* MATERIAL SUPPLIED:
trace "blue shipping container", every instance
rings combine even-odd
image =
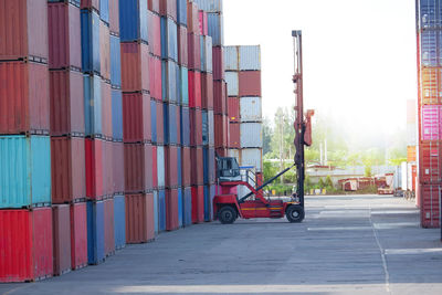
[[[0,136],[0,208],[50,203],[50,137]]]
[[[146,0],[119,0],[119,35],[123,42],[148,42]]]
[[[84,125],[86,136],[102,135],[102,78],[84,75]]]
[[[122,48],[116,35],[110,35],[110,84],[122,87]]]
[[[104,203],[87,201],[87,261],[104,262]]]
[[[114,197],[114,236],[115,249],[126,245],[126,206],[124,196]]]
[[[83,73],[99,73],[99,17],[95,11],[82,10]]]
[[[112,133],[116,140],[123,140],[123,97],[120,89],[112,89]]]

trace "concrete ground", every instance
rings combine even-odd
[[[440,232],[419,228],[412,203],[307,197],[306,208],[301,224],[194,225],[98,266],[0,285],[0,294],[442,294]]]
==
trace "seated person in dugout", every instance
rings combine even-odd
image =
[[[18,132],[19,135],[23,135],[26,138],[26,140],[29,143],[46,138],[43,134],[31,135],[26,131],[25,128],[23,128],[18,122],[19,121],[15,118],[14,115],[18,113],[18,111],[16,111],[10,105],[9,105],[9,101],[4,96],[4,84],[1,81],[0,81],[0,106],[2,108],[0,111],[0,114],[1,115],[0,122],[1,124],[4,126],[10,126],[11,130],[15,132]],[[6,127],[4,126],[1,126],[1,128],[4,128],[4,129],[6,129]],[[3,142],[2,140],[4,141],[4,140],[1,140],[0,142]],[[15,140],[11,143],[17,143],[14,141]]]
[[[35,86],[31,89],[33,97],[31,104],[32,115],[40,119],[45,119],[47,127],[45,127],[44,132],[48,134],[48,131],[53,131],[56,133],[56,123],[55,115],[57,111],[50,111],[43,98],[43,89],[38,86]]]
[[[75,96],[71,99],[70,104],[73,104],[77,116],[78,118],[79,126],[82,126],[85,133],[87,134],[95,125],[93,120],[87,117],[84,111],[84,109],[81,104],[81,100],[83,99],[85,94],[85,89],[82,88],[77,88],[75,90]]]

* EXERCISE GOAL: Which lines in the items above contain the word "every"? Return each of those lines in full.

* PROBLEM SOLUTION:
trace "blue shipping container", every instance
trace "concrete ground", every instance
trace "seated person in dugout", every instance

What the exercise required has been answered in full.